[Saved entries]
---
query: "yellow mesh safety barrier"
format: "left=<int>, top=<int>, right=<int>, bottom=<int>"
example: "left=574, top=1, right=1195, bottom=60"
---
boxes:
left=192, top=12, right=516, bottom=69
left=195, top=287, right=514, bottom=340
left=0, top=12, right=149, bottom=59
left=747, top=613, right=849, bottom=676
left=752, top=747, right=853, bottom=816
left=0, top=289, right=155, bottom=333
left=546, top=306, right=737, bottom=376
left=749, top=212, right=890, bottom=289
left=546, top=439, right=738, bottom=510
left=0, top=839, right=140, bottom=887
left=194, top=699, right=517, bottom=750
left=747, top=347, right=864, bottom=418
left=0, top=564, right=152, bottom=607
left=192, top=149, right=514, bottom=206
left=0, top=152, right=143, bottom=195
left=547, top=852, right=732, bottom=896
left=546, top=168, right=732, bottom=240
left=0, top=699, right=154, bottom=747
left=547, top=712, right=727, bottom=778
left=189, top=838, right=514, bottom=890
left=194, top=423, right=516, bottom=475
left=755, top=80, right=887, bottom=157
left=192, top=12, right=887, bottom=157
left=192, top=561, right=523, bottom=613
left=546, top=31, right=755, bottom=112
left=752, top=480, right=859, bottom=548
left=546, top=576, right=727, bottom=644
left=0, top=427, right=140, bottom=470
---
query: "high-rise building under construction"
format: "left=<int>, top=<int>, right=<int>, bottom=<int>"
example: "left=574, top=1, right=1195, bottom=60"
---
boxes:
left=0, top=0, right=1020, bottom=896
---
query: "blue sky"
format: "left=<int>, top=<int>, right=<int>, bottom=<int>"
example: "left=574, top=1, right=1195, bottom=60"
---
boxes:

WHAT YOU WILL DO:
Rename "query" to "prompt" everywhere in the records above, keeping all other text unchanged.

ANSWER BELOW:
---
prompt: "yellow mesh safety barrier"
format: "left=<int>, top=<int>, right=<int>, bottom=<int>"
example: "left=574, top=1, right=1195, bottom=60"
---
boxes:
left=192, top=12, right=516, bottom=69
left=195, top=287, right=514, bottom=340
left=0, top=12, right=149, bottom=59
left=747, top=613, right=849, bottom=676
left=752, top=747, right=853, bottom=816
left=0, top=289, right=155, bottom=333
left=546, top=306, right=737, bottom=376
left=749, top=212, right=890, bottom=289
left=546, top=439, right=738, bottom=510
left=0, top=839, right=140, bottom=887
left=194, top=699, right=517, bottom=750
left=747, top=347, right=864, bottom=418
left=0, top=564, right=152, bottom=607
left=192, top=149, right=514, bottom=206
left=0, top=152, right=143, bottom=195
left=547, top=852, right=732, bottom=896
left=546, top=168, right=732, bottom=240
left=0, top=699, right=154, bottom=747
left=547, top=712, right=727, bottom=778
left=189, top=838, right=514, bottom=890
left=194, top=423, right=516, bottom=475
left=755, top=80, right=887, bottom=157
left=192, top=12, right=887, bottom=157
left=192, top=561, right=523, bottom=613
left=546, top=31, right=755, bottom=112
left=752, top=480, right=859, bottom=548
left=546, top=576, right=727, bottom=644
left=0, top=427, right=140, bottom=470
---
prompt: "high-rise building under construction"
format: "left=<int>, top=<int>, right=<int>, bottom=<int>"
example: "left=574, top=1, right=1195, bottom=60"
---
boxes:
left=0, top=0, right=1020, bottom=896
---
prompt: "blue sky"
format: "left=<int>, top=<int>, right=<int>, bottom=<int>"
example: "left=574, top=1, right=1195, bottom=60"
---
boxes:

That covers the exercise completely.